Of course, there are problem areas that unity should also be sought about - in tempering corruption, in leading the guilty parties into the guillotine they deserve, in checking peace and order at a desirable level, and ensuring that the killings of militants and human right violations in rural Bohol do not go unnoticed - much less, unpunished.

There are problem areas - for indeed no province is without them.

Every rule has its exception, of course. And the epitome of disunity, the shameful example of utter contrarianism, political aggrandizement and personal interests can be best brought in the cases of Panglao and Corella towns. The partisanship has gone so petty that one group will always take the opposite position of the other party - for power play. Very soon they will debate whether the sun really rises in the east, for goodness sake.

Mayor Doloreich Dumaluan and Vice Mayor Pedro Fuertes of Panglao and Mayor Vito Rapal and Vice Mayor Isabelo Daquipil of Corella and their partisan armies are oil and water and black versus white movement. This goes to other towns as well whose public servants do not move forward because of disunity. They do not understand the word unity. They do not understand the words public interest. They do not understand the words common good. There are many words they do not understand.
* * * * * * * * *
▶ **PROMPT 1**:
Transcribe every line of the rows below without any change.

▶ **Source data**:
* * * * * * * * *
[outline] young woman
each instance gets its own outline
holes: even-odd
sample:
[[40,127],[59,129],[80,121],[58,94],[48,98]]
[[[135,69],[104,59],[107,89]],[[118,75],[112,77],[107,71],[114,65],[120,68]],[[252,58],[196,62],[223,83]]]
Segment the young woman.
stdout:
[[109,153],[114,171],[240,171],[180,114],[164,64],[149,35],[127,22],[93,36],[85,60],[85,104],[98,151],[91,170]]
* * * * * * * * *
▶ **PROMPT 2**:
Using the commentary on disunity in Bohol, decide whether each statement agrees with it. (a) Panglao and Corella are named as examples of disunity. (b) Bohol is described as free of problem areas. (c) Pedro Fuertes is the vice mayor of Corella.

▶ **FULL OUTPUT 1**:
[outline] young woman
each instance gets its own outline
holes: even-odd
sample:
[[40,127],[59,129],[80,121],[58,94],[48,98]]
[[[135,69],[104,59],[107,89]],[[118,75],[112,77],[107,71],[114,65],[120,68]],[[252,58],[196,62],[223,83]]]
Segment the young woman.
stdout:
[[109,153],[114,171],[240,171],[180,114],[164,64],[149,35],[127,22],[93,36],[85,60],[85,104],[98,151],[91,170]]

▶ **FULL OUTPUT 2**:
(a) Yes: "the cases of Panglao and Corella towns"
(b) No: "for indeed no province is without them"
(c) No: "Vice Mayor Pedro Fuertes of Panglao"